> **Excerpt to read**
=== Section Start ===

Dr. Stanton remarks that Willie has made a "bribe" to the people. Jack responds to the word bribe in the next voice-over while another long montage illustrates a series of Stark's corrupt scandals, including instances of graft and strong-arm bullying. Through Burden, Willie keeps accounts and records of dirty and shady deals and indiscretions in a "little black book." However, Willie also improves the schools and roads, builds power dams and retains the love of the people:

What if it is his bribe? He swept the old gang out of office. What if they hollered like stuck pigs? He jammed through bill after bill and the people got what they wanted...He started to build the roads, schools, power dams, to change the face of the state from one end to the other. His methods? Politics is a dirty game and he played it rough and dirty. Willie's little black book was a record of sin and corruption. And me, Jack Burden, I kept the book and added up the accounts. Clown, show-off, playboy they yelled at him. Building football stadiums, fiercely proud of his son who played...He said he was building up a private army, but he was building, always building, always playing up to the crowd, letting them trample on tradition. Well, tradition needed trampling on. The crowds loved it, and Willie loved it, and so did I.

=== Section End ===

> **Data**
=== Section Start ===

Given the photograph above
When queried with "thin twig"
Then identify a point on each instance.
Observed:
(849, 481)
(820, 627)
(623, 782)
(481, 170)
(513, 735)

=== Section End ===

> **Exercise A**
Please print the passage about Willie Stark, starting with "What if it is" and going on through "and so did I.".
> **Exercise B**
Answer these questions from the passage about Willie Stark:
(i) What word does Dr. Stanton use for what Willie has made to the people?
(ii) Where does Willie keep his records of shady deals and indiscretions?
(iii) What three names did people yell at Willie?
> **Exercise C**
Go on with the passage about Willie Stark from its last sentence.
The entries have nothing to do with the passage about Willie Stark.

> **Written response A**
What if it is his bribe? He swept the old gang out of office. What if they hollered like stuck pigs? He jammed through bill after bill and the people got what they wanted...He started to build the roads, schools, power dams, to change the face of the state from one end to the other. His methods? Politics is a dirty game and he played it rough and dirty. Willie's little black book was a record of sin and corruption. And me, Jack Burden, I kept the book and added up the accounts. Clown, show-off, playboy they yelled at him. Building football stadiums, fiercely proud of his son who played...He said he was building up a private army, but he was building, always building, always playing up to the crowd, letting them trample on tradition. Well, tradition needed trampling on. The crowds loved it, and Willie loved it, and so did I.

> **Written response B**
(i) A "bribe."
(ii) In a "little black book."
(iii) Clown, show-off, and playboy.

> **Written response C**
As a charismatic governor, rising to the pinnacle of power, he establishes his own political machine and becomes as brutal, fascistic, fearsome, dirty, despotic, dishonest and corrupt as the crooks he's replaced. And during the entire time, Willie Stark is unfaithful to his non-present wife. He carries on an adulterous affair with his strategist-mistress Sadie [her sexual role is downplayed due to Production Code censorship]. Sadie is quickly upset over the scoundrel's growing appetite and attentiveness to other women: "There's a new invention, you know, photography and newsreels. Willie Stark in a nightclub. Willie Stark with a blonde!...I could also break every bone in his neck. After all I've done for him, now he goes two-timing." (Stark also appears to have taken his friend Jack's fiancee, an infatuated Anne, as his another mistress.)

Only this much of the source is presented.